---------- Extracted entries
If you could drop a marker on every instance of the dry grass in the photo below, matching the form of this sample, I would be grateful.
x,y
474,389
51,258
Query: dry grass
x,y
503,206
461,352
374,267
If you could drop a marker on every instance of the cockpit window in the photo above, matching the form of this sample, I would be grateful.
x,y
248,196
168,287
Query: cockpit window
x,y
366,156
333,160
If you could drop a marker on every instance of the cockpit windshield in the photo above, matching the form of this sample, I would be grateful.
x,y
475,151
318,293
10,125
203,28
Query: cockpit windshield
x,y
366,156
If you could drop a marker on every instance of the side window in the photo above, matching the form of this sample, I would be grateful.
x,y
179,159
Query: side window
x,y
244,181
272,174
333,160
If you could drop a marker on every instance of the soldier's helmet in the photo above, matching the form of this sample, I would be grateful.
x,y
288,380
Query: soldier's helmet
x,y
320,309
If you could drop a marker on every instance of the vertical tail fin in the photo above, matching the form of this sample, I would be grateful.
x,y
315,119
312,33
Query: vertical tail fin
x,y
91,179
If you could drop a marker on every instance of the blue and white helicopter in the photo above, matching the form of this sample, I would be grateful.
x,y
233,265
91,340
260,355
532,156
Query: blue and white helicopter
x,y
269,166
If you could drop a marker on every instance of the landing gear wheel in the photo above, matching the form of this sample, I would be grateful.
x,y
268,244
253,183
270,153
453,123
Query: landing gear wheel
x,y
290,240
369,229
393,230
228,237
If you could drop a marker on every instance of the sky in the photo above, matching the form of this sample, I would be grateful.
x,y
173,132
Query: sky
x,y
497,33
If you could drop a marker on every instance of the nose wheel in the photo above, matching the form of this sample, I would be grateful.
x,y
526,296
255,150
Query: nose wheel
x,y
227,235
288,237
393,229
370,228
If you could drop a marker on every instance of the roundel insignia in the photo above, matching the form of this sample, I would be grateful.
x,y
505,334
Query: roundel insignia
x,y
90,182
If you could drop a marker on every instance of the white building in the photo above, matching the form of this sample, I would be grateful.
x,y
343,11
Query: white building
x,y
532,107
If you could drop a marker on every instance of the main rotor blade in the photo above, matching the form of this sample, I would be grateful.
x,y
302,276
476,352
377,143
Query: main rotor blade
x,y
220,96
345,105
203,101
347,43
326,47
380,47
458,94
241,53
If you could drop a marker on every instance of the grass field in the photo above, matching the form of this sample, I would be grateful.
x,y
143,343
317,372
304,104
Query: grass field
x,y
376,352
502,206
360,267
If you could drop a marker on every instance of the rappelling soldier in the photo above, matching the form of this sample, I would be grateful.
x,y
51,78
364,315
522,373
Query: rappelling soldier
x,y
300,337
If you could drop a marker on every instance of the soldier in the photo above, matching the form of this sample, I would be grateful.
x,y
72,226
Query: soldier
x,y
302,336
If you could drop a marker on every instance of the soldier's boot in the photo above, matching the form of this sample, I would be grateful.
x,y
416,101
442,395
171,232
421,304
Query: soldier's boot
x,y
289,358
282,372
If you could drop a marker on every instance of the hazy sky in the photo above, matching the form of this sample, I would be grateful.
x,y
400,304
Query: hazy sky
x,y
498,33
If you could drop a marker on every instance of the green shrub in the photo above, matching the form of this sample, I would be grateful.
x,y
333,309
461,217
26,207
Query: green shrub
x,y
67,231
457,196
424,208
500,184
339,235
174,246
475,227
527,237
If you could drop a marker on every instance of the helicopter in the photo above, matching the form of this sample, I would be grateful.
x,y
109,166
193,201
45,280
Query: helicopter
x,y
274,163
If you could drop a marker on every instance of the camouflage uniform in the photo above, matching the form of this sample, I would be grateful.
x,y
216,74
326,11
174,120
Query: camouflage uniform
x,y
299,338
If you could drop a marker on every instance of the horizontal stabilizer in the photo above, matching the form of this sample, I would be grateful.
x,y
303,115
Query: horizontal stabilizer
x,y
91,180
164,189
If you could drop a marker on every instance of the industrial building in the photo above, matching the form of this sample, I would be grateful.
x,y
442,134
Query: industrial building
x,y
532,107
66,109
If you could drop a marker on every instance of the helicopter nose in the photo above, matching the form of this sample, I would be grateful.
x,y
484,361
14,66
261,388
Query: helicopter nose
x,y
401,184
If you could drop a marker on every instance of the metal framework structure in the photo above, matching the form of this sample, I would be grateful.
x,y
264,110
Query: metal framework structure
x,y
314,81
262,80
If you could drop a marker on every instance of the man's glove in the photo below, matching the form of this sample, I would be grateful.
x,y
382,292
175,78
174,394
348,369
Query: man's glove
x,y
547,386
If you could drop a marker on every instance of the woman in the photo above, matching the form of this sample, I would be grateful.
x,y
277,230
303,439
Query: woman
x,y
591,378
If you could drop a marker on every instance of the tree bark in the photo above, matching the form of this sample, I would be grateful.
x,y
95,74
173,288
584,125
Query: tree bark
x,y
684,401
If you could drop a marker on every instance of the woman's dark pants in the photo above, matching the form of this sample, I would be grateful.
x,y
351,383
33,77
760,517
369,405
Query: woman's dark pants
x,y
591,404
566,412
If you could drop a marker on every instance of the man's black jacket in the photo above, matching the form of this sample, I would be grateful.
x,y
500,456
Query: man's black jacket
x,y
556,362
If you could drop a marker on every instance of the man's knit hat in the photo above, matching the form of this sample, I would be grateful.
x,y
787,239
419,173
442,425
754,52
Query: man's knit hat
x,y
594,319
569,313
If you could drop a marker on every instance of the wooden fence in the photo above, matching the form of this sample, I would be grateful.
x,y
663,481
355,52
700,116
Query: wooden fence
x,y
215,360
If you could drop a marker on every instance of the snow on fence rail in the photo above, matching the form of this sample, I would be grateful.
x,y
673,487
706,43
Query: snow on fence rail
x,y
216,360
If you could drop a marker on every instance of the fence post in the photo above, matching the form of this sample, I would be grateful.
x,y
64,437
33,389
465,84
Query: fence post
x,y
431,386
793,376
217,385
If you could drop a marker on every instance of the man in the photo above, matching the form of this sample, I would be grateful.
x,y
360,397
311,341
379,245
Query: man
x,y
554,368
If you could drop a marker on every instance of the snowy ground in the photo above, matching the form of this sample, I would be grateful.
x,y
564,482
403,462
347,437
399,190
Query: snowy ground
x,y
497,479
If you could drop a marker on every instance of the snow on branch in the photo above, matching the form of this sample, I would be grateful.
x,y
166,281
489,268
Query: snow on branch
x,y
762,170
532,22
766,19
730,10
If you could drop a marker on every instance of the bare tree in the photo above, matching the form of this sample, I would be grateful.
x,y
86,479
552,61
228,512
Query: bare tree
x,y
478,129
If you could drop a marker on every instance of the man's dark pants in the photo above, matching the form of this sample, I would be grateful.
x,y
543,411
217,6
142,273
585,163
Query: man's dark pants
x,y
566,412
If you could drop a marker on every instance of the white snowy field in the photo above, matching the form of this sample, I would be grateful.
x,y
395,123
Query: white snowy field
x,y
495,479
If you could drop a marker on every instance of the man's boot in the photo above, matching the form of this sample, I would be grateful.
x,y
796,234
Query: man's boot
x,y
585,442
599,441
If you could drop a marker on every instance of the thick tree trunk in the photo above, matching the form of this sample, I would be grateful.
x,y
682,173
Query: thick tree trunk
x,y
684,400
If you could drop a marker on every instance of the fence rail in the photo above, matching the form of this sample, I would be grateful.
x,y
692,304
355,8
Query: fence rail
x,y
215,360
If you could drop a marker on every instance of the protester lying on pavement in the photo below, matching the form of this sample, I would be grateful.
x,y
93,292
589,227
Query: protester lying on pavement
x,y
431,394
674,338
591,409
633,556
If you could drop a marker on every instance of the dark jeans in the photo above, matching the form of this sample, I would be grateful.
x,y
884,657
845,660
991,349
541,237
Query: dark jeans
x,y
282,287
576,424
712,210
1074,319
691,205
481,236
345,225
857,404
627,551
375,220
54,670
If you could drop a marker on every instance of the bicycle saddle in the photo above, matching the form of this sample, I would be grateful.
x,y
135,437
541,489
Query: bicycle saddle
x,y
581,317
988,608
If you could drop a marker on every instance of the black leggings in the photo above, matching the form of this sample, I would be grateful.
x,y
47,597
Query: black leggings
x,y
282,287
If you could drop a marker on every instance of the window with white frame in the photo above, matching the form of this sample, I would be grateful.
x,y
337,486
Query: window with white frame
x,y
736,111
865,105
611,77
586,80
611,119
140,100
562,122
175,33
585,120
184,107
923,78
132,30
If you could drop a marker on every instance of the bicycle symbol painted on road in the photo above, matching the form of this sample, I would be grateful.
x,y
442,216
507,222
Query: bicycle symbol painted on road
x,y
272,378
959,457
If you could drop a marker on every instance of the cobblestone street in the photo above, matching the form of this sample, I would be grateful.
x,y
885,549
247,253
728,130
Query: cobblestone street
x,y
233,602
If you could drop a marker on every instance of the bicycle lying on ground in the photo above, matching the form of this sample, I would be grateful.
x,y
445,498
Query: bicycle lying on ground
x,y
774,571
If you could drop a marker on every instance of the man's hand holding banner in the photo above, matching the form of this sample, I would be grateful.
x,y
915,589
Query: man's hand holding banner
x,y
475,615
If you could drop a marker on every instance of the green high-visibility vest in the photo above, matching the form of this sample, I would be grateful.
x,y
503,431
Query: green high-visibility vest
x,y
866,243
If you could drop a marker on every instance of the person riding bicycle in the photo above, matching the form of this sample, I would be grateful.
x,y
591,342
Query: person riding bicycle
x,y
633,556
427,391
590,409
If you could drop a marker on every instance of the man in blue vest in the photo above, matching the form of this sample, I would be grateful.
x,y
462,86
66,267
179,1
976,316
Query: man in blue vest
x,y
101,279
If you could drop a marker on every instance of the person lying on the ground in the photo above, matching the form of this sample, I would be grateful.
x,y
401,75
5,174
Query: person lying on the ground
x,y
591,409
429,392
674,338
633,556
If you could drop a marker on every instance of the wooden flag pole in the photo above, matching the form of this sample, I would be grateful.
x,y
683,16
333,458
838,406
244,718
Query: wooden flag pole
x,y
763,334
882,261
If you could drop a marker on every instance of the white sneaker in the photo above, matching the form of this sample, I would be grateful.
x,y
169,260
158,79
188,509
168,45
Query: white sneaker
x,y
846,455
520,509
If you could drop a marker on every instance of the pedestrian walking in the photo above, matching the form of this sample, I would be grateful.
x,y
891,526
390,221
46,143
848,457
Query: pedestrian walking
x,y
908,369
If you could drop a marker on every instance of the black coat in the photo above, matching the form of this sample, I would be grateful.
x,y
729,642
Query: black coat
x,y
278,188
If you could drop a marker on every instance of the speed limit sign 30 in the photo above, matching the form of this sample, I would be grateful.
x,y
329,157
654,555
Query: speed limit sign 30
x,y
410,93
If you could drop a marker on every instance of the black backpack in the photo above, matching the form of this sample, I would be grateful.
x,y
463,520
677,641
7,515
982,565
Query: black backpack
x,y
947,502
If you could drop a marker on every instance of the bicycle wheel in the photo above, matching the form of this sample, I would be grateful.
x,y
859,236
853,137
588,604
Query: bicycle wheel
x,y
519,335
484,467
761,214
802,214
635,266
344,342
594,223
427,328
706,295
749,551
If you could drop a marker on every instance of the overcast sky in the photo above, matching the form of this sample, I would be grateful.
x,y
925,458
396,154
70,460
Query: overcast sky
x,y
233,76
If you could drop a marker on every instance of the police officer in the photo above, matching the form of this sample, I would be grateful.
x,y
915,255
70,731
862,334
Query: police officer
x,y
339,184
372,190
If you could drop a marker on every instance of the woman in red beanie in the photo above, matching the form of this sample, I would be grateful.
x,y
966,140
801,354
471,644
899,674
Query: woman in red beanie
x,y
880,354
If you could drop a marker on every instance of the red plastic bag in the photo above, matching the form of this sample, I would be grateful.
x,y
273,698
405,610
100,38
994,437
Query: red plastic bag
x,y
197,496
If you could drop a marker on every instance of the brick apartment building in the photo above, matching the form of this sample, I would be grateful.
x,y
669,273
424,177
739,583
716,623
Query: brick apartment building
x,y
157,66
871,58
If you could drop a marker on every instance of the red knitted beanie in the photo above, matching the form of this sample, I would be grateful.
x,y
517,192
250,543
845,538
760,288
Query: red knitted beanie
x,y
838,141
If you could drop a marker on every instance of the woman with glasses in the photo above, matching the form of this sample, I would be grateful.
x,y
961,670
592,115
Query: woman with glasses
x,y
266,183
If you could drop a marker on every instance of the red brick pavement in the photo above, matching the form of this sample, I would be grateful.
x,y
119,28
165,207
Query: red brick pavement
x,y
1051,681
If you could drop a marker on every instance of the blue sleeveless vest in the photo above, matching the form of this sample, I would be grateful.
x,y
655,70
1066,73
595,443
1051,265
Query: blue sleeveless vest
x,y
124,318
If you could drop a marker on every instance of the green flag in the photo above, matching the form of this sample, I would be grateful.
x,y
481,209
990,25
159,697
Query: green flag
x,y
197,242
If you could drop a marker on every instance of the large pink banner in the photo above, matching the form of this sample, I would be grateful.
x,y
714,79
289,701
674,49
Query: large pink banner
--------------------
▶ **Goal**
Transcribe the records above exactly, but only from the line that contains "the red plastic" through their final line, inclusive.

▶ **Solution below**
If you could drop a marker on every instance of the red plastic bag in the photo above, matching the form of this sample, I would be grateful.
x,y
273,698
405,610
100,38
994,437
Query: red plastic bag
x,y
197,496
If you could drop a marker on every instance of the brick apartment building in the photo above, matching the form of this sample, I would be grateful.
x,y
669,273
424,177
739,583
716,623
Query: brick apartment building
x,y
157,66
871,58
If you could drop a marker on every instance of the red knitted beanie in the photo above, matching the form of this sample, I would be grateful.
x,y
517,192
250,543
845,538
760,288
Query: red knitted beanie
x,y
838,141
If you could drop a marker on every instance of the woman with glasses in the photo above, matching the form of this sample, I would be grateful.
x,y
961,670
592,115
Query: woman with glasses
x,y
266,183
If you could drop a marker on every instance of the red brick pavement in the photo above, matching the form of this sample, I would be grateful.
x,y
119,28
165,207
Query: red brick pavement
x,y
1051,681
If you could drop a marker on every instance of the blue sleeveless vest in the photo above, matching the form of this sample, I would be grateful.
x,y
655,70
1066,73
595,443
1051,265
Query: blue sleeveless vest
x,y
124,318
If you could drop a marker on every instance of the green flag in the photo above, matching the form of this sample, I would be grateful.
x,y
481,209
990,25
159,697
Query: green flag
x,y
197,242
If you could drop a marker on every instance of the large pink banner in the photo above, matching the form of this sample, I would be grateful.
x,y
714,79
289,701
674,49
Query: large pink banner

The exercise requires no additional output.